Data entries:
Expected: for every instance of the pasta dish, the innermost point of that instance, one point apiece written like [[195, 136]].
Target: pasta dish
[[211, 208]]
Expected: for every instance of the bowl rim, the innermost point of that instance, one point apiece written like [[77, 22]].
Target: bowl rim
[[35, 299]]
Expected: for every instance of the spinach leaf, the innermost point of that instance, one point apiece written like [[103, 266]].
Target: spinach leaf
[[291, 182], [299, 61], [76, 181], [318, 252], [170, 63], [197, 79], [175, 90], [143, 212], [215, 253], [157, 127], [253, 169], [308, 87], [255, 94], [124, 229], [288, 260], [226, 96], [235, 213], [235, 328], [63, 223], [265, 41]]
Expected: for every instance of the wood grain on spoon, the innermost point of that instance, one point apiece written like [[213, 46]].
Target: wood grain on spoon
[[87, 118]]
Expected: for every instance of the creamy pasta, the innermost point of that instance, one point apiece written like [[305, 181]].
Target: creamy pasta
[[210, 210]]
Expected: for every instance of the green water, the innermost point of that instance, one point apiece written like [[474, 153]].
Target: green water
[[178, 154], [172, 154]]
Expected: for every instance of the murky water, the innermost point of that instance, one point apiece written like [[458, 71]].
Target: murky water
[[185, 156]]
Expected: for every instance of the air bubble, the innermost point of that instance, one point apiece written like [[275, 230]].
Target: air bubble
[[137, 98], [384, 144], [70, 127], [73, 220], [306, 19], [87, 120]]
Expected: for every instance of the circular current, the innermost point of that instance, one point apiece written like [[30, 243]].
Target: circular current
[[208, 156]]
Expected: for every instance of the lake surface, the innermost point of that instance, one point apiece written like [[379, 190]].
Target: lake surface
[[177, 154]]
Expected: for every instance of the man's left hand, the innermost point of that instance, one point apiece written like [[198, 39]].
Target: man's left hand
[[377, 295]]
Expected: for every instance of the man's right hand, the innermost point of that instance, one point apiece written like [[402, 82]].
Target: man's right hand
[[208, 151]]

### Activity
Look above for the line with "Target: spinach leaf"; retype exactly that line, every line after it up to the line with "Expected: for every instance of the creamy", and that line too, nothing else.

### Task output
Target: spinach leaf
[[291, 182], [299, 61], [76, 181], [318, 252], [170, 63], [197, 79], [175, 90], [143, 212], [215, 253], [157, 127], [253, 169], [308, 87], [255, 94], [124, 229], [288, 260], [226, 96], [235, 213], [235, 328], [63, 223], [265, 41]]
Expected: for every instance of the wood grain on spoon, the innermost point of that instance, one point apiece written like [[213, 46]].
Target: wood grain on spoon
[[87, 118]]
Expected: for every instance of the creamy pasta, the innermost point of that instance, one point apiece written like [[305, 181]].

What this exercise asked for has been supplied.